▶ [Problems to solve]
(1) In the toddler nutrition text, why should whole fat milk be used instead of low fat or skimmed milk?
(2) Reproduce part of the toddler nutrition text word for word. Begin at the words "Many parents switch" and stop after "and brain development.".

Many parents switch from Breast Milk Or Formula to Cow’s Milk at about the one year mark. Whole fat milk should be used rather than low fat or skimmed, since the additional fat is vital to a toddler’s normal growth and brain development.

While most toddlers enjoy fruit juice, try to limit the consumption to one small glass daily since it is high in calories without providing much in the way of nutrition. It is a good idea to offer fresh water between meals to encourage your toddler to stay well hydrated.

Simple is Best

In families with no history of food allergies, toddlers are free to eat much the same foods as the rest of the family. Most young kids prefer simple foods over recipes with a long list of ingredients, which is fine. It is a good idea to get toddlers accustomed to eating veggies without butter or other sauces so that they will learn to appreciate the taste of wholesome food.

At this age, you are establishing eating habits that will last throughout your child’s lifetime, so take advantage of the opportunity to train their taste buds to enjoy nourishing foods.

Variety is the Spice of Life

Eating the same meals day after day can quickly get boring, so offer your toddler a wide range of vegetables, fruits, lean proteins and whole grain foods. Getting into the habit of selecting seasonal produce will help you to keep the menu interesting and will be easy on your budget, too.

Many kids enjoy dipping their vegetables into a low fat yoghurt based dip, and if you keep a good supply of vegetables cleaned and cut up in the fridge, your family will be much more likely to grab them when they are hungry. Whole grains provide valuable fibre and nutrients that are not present in processed foods, so be diligent about avoiding gummy white bread. If you consistently provide nutrient-rich foods, that is what your toddler will become accustomed to.

Healthy Snacks

Most toddlers prefer to eat a small amount five or six times every day, rather than sitting down to three large meals. There is nothing wrong with snacking as long you make healthy selections. Fresh fruit, whole grain toast with jam, peanut butter stuffed celery, veggies with dip and cheese, are all snacks that most toddlers will happily eat.

Your child’s GP is your best source of individual advice on your toddler’s nutritional needs. Portion sizes and overall calorie intake will vary depending on your child’s height, weight and overall health. If your child has special health concerns, you may want to consult with a paediatric dietician.


Since toddlers do not eat much over the course of the day, it is important that their food choices be healthy ones. Avoid fast food, chips, processed bakery items and sweets since these items offer no benefits to a growing child. Sweets and the like should be reserved for special occasions, not for regular meals.

Another thing to consider when feeding your toddler is safety. Choking is responsible for the death of many toddlers each year, so be sure that you are always on hand to supervise mealtimes. Additionally, know that certain foods are especially hazardous to young children since their shape makes them prone to lodge in a child’s small throat. Grapes, hot dogs and cherry tomatoes should be cut into very small pieces and most experts do not recommend allowing toddlers to eat popcorn.

Little Eyes are Watching

While most of us enjoy the occasional salty snack or sweet, it is important that the adults in the family set a good example of healthy eating for their little ones. Children learn by example, so be sure that you eat your veggies, too!

▶ [Listed records]
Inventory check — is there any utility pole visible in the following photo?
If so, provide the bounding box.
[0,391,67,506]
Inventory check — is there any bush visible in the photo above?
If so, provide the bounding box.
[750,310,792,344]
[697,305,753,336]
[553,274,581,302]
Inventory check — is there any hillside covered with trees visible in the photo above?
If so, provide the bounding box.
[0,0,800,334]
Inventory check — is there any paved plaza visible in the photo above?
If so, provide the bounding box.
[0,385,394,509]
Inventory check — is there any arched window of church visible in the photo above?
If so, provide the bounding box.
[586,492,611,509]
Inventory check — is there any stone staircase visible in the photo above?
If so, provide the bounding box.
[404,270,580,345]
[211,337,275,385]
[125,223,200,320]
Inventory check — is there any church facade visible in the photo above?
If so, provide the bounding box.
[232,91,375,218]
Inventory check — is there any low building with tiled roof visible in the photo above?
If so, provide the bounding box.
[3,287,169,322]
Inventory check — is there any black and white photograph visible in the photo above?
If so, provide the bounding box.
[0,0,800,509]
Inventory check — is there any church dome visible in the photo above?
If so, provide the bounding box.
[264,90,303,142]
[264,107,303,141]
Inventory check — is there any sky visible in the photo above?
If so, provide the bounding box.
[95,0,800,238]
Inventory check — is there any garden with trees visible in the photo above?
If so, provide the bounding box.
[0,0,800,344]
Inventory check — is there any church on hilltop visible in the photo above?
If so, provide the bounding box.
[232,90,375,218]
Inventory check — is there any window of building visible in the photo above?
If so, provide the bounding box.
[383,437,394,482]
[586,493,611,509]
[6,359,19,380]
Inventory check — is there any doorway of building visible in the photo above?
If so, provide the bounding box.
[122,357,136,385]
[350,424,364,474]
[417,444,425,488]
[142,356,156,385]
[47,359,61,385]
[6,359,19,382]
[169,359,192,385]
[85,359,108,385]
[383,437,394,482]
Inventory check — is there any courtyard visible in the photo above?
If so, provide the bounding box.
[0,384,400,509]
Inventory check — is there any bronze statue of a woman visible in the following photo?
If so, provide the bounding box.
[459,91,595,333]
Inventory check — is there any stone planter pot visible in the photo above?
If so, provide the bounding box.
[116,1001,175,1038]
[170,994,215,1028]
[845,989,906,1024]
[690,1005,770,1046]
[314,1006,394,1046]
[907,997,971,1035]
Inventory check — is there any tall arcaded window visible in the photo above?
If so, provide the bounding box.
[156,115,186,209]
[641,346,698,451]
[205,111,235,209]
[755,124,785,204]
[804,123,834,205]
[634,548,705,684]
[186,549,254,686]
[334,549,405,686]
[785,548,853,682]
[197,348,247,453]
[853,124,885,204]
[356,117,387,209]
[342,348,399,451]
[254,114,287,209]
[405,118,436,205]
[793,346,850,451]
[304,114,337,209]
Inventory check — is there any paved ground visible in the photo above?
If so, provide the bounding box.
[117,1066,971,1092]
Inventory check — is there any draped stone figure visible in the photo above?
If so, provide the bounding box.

▶ [Set of answers]
(1) The additional fat is vital to a toddler's normal growth and brain development.

(2)
Many parents switch from Breast Milk Or Formula to Cow’s Milk at about the one year mark. Whole fat milk should be used rather than low fat or skimmed, since the additional fat is vital to a toddler’s normal growth and brain development.